→ Your assignment
Copy out each line of the material in which the word "instance" appears.

##### Task material #####

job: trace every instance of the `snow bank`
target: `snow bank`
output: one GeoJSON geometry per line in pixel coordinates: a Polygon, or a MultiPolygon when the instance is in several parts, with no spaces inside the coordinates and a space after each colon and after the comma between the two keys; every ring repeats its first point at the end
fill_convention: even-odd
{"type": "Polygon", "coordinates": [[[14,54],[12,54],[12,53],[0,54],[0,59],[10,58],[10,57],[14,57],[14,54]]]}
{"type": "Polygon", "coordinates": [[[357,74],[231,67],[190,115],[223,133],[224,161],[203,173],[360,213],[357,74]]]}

#####

→ Output below
job: trace every instance of the `snow bank`
output: one GeoJSON geometry per line in pixel coordinates: a Polygon, or a MultiPolygon when the instance is in several parts, with no spaces inside the coordinates and a space after each colon and after the comma between the two keys; every ring repeats its first point at the end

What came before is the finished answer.